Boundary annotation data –
# # # # #

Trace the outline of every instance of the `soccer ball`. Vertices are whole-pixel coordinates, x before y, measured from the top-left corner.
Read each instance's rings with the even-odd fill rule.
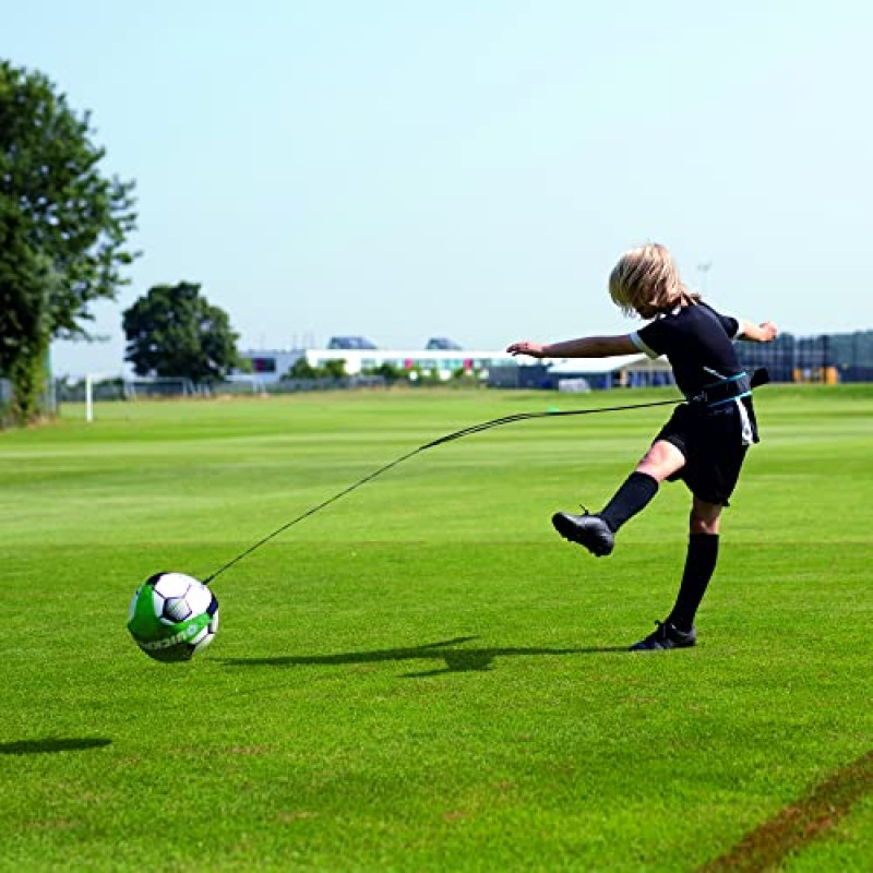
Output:
[[[215,638],[218,601],[184,573],[156,573],[133,594],[128,630],[150,658],[188,661]]]

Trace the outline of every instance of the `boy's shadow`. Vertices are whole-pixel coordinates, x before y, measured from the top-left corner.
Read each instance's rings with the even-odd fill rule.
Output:
[[[490,670],[494,658],[513,656],[545,655],[599,655],[613,651],[627,651],[624,646],[591,646],[587,648],[541,648],[541,647],[486,647],[459,648],[475,636],[458,636],[441,643],[427,643],[423,646],[386,648],[376,651],[345,651],[337,655],[285,655],[276,658],[226,658],[226,667],[324,667],[352,663],[382,663],[384,661],[443,661],[445,667],[423,672],[404,673],[405,679],[418,679],[441,673],[466,673]]]

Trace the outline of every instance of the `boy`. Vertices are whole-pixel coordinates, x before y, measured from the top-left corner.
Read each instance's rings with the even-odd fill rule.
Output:
[[[632,651],[686,648],[697,641],[694,617],[718,559],[719,522],[749,446],[758,441],[752,386],[732,339],[768,343],[770,322],[728,318],[682,284],[663,246],[641,246],[619,260],[609,294],[627,315],[650,319],[622,336],[588,336],[562,343],[513,343],[506,350],[534,358],[605,358],[643,351],[665,355],[687,403],[675,408],[649,450],[596,515],[559,512],[552,524],[564,539],[607,555],[619,528],[643,510],[665,479],[681,479],[692,494],[689,545],[682,581],[670,614]]]

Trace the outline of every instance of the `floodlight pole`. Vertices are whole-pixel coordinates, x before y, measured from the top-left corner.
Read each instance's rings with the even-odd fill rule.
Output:
[[[94,378],[91,373],[85,375],[85,421],[94,421],[94,399],[92,393],[94,391]]]

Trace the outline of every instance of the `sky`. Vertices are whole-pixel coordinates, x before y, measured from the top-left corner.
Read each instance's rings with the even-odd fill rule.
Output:
[[[195,282],[239,347],[469,349],[636,326],[623,251],[722,311],[873,328],[869,0],[0,0],[0,57],[136,183],[121,313]]]

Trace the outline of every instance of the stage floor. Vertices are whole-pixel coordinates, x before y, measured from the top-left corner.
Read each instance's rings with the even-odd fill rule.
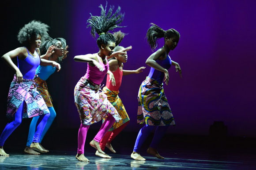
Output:
[[[5,149],[9,157],[0,156],[0,170],[256,169],[255,157],[248,155],[223,156],[183,152],[164,159],[144,156],[147,160],[141,161],[132,159],[128,155],[109,154],[113,158],[104,159],[90,152],[85,154],[90,162],[84,163],[76,159],[75,152],[50,151],[34,156],[23,153],[21,149]]]

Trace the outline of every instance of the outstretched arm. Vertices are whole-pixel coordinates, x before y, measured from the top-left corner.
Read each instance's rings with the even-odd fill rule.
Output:
[[[128,75],[131,74],[139,74],[143,72],[143,70],[145,68],[145,67],[141,67],[136,70],[123,70],[123,76]]]
[[[118,54],[125,54],[125,51],[128,51],[129,50],[131,50],[132,48],[132,46],[130,46],[122,50],[119,50],[119,51],[117,51],[114,52],[112,53],[112,54],[111,54],[111,55],[110,55],[110,56],[107,56],[107,58],[108,60],[109,59],[115,56],[116,56]]]
[[[172,60],[172,65],[174,65],[175,66],[175,69],[176,69],[176,72],[179,71],[179,73],[180,73],[180,76],[182,78],[182,75],[181,74],[181,67],[180,66],[180,65],[177,62],[174,61]]]

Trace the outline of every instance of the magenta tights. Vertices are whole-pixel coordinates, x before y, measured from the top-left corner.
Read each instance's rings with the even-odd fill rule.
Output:
[[[99,143],[104,135],[111,127],[115,121],[115,118],[109,113],[109,116],[102,125],[100,130],[93,139]],[[85,139],[89,127],[90,125],[85,125],[82,123],[80,125],[80,128],[78,131],[78,148],[77,148],[77,153],[79,154],[83,154],[84,152]]]

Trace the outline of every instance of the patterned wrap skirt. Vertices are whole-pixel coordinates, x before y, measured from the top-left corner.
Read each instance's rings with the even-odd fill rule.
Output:
[[[43,98],[38,90],[34,80],[23,79],[17,82],[16,76],[11,83],[7,99],[6,116],[9,121],[14,120],[15,113],[23,101],[26,104],[23,118],[31,118],[50,112]]]
[[[53,99],[49,93],[48,87],[45,80],[44,80],[39,77],[36,76],[34,78],[34,81],[37,86],[37,89],[43,97],[47,107],[53,107],[52,103]]]
[[[103,88],[102,91],[107,95],[108,100],[116,108],[122,119],[119,122],[115,122],[113,126],[109,130],[109,131],[113,131],[130,120],[130,118],[121,99],[118,96],[119,92],[114,90],[111,91],[105,87]]]
[[[101,91],[99,86],[82,77],[75,87],[75,103],[80,115],[81,123],[90,125],[107,117],[110,114],[119,121],[121,119],[107,96]]]
[[[162,84],[147,77],[138,94],[137,123],[150,126],[175,125],[175,122],[164,93]]]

# # # # #

Given instruction –
Copy out the lines of the data word for word, starting at the line that contains "Trace the outline of every instance of the magenta" and continuing through the end of the data, both ends included.

Output for this task –
Trace the outline of every instance of the magenta tights. Vertices are whole-pixel coordinates, x before y, measured from the top-left corner.
Read each instance's rings with the even-odd fill rule.
Output:
[[[99,143],[104,135],[111,127],[115,121],[115,118],[109,113],[109,116],[102,125],[100,130],[93,139]],[[85,139],[89,127],[90,125],[85,125],[82,123],[80,125],[80,128],[78,131],[78,148],[77,148],[77,153],[79,154],[83,154],[84,152]]]

Trace the outline of every instance of the patterned wrap skirt. Vertices are whole-pixel coordinates, x before y, measured from the top-left corner.
Read each instance's rings with the even-odd fill rule.
Output:
[[[43,98],[38,90],[34,80],[23,79],[17,82],[16,76],[11,83],[7,99],[6,116],[9,121],[14,120],[15,113],[23,101],[26,104],[23,118],[31,118],[50,112]]]
[[[53,99],[49,93],[48,87],[45,80],[44,80],[39,77],[36,76],[34,78],[34,81],[37,86],[37,89],[43,97],[47,107],[53,107],[52,103]]]
[[[103,88],[102,91],[107,95],[108,100],[116,108],[122,119],[119,122],[115,122],[113,126],[109,130],[109,131],[113,131],[130,120],[130,118],[121,99],[118,96],[119,92],[114,90],[111,91],[105,87]]]
[[[101,91],[99,86],[82,77],[75,87],[75,103],[80,115],[81,123],[90,125],[107,117],[110,114],[119,121],[121,119],[107,96]]]
[[[162,84],[147,77],[138,94],[137,123],[150,126],[175,125],[175,122],[164,93]]]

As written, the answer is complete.